* What to produce *
Report every line of the items below that contains the word "positive", copying each line in full. Case counts.

* Source records *
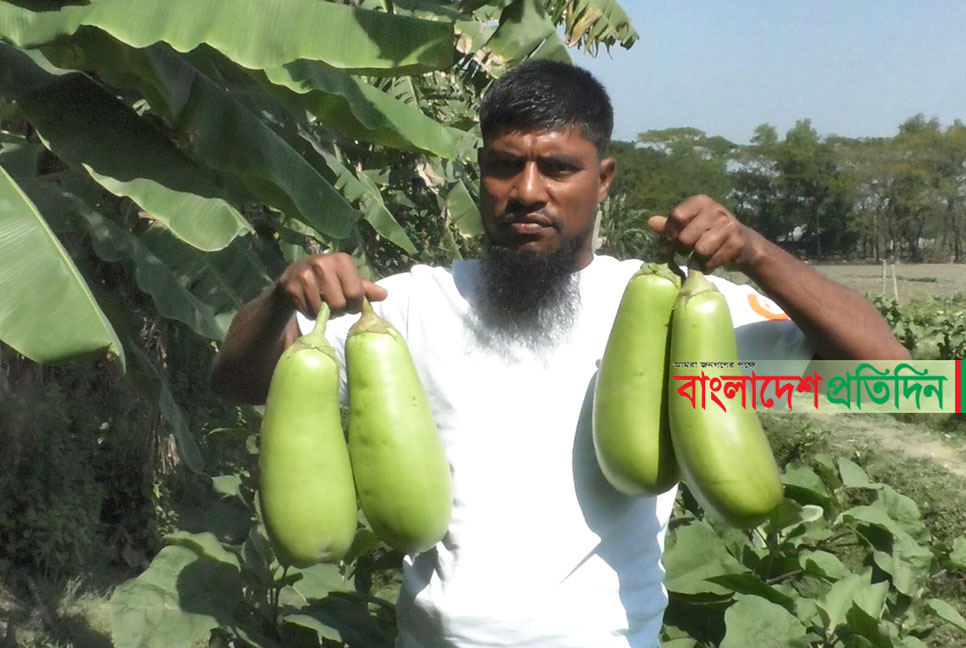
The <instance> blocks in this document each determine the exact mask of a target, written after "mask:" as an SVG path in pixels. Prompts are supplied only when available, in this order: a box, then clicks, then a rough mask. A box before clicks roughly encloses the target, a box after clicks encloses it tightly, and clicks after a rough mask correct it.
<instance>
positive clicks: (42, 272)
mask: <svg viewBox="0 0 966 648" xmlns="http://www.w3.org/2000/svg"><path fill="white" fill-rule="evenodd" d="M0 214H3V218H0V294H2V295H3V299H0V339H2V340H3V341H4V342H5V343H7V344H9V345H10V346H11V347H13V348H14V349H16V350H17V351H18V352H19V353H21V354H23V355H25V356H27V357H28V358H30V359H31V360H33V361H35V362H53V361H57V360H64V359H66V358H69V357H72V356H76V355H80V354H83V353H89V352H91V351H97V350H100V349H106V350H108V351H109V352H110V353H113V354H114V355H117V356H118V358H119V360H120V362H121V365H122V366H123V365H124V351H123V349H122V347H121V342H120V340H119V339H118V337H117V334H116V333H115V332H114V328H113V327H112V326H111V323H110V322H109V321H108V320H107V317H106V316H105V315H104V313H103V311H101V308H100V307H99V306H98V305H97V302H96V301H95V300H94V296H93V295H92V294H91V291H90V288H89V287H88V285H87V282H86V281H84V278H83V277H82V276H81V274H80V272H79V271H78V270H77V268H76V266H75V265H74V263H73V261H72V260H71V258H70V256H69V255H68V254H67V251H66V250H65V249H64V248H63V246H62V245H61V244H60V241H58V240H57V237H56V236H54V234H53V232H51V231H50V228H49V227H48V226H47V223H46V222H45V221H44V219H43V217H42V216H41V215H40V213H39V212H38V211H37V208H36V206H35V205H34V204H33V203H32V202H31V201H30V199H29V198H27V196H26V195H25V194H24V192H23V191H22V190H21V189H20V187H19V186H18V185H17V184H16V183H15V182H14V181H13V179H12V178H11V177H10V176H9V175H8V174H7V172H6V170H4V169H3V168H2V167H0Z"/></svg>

---

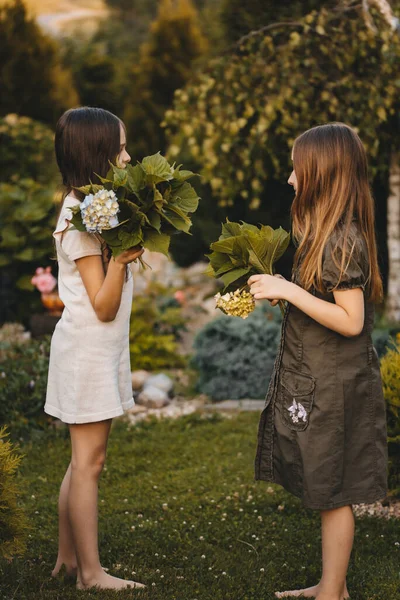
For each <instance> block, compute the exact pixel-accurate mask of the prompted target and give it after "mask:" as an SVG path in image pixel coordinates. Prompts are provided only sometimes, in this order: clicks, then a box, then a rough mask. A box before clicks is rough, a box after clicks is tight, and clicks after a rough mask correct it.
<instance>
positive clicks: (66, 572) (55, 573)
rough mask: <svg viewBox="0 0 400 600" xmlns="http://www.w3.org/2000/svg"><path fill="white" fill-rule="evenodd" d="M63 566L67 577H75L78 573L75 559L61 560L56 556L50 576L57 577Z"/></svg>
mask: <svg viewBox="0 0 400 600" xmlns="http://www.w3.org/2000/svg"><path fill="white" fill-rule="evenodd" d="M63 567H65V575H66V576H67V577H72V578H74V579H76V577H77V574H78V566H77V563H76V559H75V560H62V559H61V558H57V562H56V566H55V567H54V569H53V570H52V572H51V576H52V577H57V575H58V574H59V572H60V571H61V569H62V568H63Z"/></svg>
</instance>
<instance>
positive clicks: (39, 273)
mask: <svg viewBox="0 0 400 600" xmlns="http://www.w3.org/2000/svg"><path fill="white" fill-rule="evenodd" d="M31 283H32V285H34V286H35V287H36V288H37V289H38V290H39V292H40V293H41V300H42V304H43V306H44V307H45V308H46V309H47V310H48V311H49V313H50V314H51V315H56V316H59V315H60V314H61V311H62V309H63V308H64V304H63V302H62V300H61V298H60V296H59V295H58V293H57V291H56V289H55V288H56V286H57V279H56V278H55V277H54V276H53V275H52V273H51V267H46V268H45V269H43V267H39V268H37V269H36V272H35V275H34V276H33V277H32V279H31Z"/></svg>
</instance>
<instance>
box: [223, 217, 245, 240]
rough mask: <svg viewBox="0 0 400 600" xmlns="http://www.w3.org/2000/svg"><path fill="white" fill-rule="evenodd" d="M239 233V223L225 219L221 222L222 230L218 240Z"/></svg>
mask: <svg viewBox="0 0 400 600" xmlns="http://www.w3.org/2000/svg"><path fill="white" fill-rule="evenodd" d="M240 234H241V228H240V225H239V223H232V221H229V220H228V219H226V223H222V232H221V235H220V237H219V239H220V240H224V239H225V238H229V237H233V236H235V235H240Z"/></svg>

* Answer *
positive clicks: (42, 272)
positive clicks: (66, 572) (55, 573)
positive clicks: (39, 273)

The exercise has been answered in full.